Article
Grand témoin de son temps, l’écrivain autrichien Stefan Zweig (1881-1942) nous a laissé une œuvre foisonnante et multiple. À partir des années 30, il oriente une partie de son activité littéraire vers la rédaction de biographies : Fouché, Marie-Antoinette, Erasme et Montaigne.
Les deux humanistes du XVIe siècle font l’objet d’un portrait élogieux. Zweig ne cache pas son admiration pour les deux lettrés, admiration qui s’explique aussi par des motifs personnels. À partir de 1934, autrichien juif, il doit quitter son pays natal et commence alors pour lui une vie d’exil qui le conduit en Grande-Bretagne, aux États-Unis puis finalement au Brésil. À travers les portraits d’Erasme et de Montaigne, Stefan Zweig nous parle aussi de lui, comme si les deux humanistes, témoins d’une histoire tragique, étaient des doubles de lui-même.

Lignes de données
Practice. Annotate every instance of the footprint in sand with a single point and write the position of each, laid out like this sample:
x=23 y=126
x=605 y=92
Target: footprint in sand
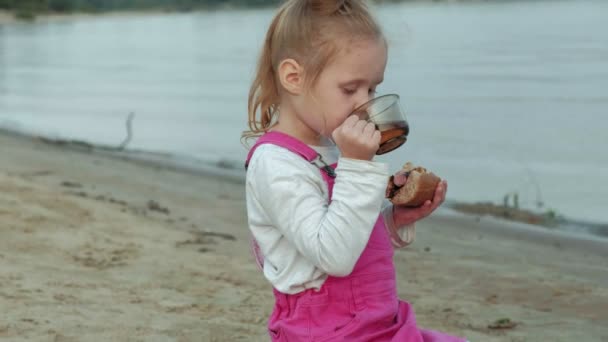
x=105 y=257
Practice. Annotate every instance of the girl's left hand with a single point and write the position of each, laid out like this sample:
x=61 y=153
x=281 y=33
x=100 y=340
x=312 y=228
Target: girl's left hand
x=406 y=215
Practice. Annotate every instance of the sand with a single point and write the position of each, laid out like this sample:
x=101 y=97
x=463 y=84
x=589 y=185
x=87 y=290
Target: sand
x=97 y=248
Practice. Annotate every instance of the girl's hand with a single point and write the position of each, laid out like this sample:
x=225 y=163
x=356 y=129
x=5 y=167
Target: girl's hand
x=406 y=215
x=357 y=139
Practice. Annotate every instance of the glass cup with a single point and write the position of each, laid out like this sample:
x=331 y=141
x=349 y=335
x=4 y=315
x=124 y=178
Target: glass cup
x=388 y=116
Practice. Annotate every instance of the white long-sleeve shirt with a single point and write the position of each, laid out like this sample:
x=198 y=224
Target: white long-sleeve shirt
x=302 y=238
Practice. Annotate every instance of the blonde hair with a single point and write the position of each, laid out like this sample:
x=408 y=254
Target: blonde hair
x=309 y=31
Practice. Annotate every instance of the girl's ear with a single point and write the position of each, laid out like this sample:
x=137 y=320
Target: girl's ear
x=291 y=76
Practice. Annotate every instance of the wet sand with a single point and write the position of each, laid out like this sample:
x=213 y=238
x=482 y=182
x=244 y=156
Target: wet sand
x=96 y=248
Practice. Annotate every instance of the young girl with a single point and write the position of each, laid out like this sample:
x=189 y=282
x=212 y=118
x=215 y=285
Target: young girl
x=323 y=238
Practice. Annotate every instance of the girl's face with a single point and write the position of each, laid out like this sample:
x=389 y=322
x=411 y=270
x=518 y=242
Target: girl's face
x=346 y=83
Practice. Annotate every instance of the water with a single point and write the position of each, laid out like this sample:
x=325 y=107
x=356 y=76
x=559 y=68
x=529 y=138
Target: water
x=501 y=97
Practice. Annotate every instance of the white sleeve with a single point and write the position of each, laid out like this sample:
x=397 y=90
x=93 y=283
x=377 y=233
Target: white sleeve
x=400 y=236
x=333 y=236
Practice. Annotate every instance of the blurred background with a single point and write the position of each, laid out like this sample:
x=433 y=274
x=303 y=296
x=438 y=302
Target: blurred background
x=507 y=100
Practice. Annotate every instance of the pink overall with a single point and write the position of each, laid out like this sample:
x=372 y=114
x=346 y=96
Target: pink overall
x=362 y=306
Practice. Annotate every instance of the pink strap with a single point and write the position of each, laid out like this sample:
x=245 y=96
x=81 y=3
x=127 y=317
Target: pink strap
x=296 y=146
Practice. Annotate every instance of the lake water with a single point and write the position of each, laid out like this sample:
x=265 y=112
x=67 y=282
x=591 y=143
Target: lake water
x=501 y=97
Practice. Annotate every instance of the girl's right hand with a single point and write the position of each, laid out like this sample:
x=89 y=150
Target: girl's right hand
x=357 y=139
---
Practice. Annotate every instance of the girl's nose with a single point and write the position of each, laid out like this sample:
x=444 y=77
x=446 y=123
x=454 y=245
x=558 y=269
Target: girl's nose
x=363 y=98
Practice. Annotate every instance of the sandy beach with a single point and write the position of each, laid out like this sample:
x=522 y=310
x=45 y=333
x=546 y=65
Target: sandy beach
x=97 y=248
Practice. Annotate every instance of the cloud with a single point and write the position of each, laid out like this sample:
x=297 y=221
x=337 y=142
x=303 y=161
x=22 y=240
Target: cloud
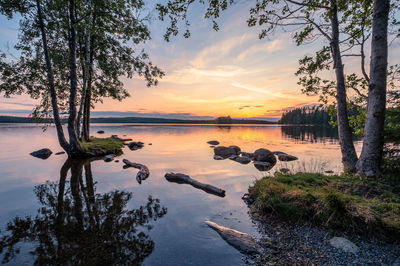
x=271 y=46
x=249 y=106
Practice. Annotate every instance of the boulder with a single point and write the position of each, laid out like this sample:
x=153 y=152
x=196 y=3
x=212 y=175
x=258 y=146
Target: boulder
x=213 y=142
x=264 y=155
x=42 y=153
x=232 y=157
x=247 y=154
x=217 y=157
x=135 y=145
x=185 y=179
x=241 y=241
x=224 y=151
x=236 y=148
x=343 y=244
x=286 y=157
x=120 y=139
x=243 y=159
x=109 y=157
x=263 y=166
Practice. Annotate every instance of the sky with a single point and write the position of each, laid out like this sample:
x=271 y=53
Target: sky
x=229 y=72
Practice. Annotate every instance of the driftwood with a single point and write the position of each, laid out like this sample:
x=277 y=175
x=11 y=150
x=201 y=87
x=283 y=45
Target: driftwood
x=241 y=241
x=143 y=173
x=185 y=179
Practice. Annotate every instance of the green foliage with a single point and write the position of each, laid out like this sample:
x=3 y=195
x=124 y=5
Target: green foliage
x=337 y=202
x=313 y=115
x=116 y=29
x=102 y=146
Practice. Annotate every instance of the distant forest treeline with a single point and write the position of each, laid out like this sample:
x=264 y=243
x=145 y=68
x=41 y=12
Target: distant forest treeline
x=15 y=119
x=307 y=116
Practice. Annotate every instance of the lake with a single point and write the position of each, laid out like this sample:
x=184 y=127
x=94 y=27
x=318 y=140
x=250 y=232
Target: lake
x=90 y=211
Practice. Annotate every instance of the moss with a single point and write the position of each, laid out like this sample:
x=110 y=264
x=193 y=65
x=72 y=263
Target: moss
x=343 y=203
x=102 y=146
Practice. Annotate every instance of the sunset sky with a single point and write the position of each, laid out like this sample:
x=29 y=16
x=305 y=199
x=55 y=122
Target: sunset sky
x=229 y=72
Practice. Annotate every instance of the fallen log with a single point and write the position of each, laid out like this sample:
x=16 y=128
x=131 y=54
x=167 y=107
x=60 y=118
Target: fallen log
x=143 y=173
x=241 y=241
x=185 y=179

Consigne écrite 1
Reproduisez fidèlement le passage de l'article sur Stefan Zweig qui va de « Grand témoin de » à « Erasme et Montaigne. ».
Consigne écrite 2
D'après l'article sur Stefan Zweig, par quels pays passe son exil ?
Consigne écrite 3
Prolongez le texte sur Stefan Zweig à la suite de sa dernière phrase.

Résultat de l'exercice 1
Grand témoin de son temps, l’écrivain autrichien Stefan Zweig (1881-1942) nous a laissé une œuvre foisonnante et multiple. À partir des années 30, il oriente une partie de son activité littéraire vers la rédaction de biographies : Fouché, Marie-Antoinette, Erasme et Montaigne.

Résultat de l'exercice 2
La Grande-Bretagne, les États-Unis, puis finalement le Brésil.

Résultat de l'exercice 3
Montaigne, dont est issu le texte ci-dessous, a été composé les derniers mois de la vie de Zweig, au Brésil. Il constitue, avec Le monde d’hier et la nouvelle Le joueur d’échec, une de ces dernières œuvres. C’est le texte d’un écrivain déprimé et desespéré par la Seconde Guerre mondiale et qui, bientôt, choisira de mettre fin à ses jours, le 22 février 1942.
Le texte, issu du premier chapitre de Montaigne, dresse un tableau du 16e siècle en clair-obscur où les progrès de la Renaissance et “l’espoir que le monde allait s’humaniser” débouchent sur “cette horrible rechute dans la bestialité”. Stefan Zweig évoque le XVIe siècle pour nous parler, bien sûr, de ce que vit le monde au XXe siècle. Texte d’écrivain, texte subjectif, il peut être utile en guise d’introduction sur le XVIe siècle abordé en classe de seconde et n’est pas sans intérêt pour aborder la question historique et philosophique du progrès humain.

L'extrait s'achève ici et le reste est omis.